===== RECORDS FOR THE TASK

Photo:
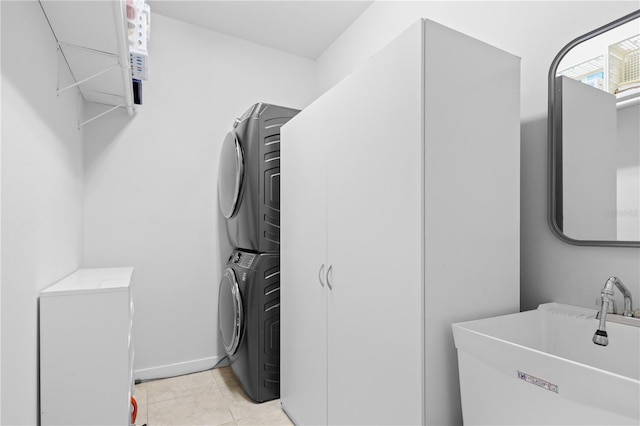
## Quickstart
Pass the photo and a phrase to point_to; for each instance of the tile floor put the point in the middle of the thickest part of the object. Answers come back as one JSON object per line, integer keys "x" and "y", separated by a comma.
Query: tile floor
{"x": 211, "y": 397}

==========

| EXERCISE TASK |
Turn the records into a numbered list, one line per item and no blank lines. Leave the pictures out of your answer.

| RESPONSE TO THE EXERCISE |
1. Photo:
2. ## Quickstart
3. Pass the photo and a phrase to point_to; for each instance of the tile floor put the point in the middle of the thickest part of the object. Answers come back as one JSON object per line, integer keys "x" and "y", separated by a comma.
4. Query: tile floor
5. {"x": 211, "y": 397}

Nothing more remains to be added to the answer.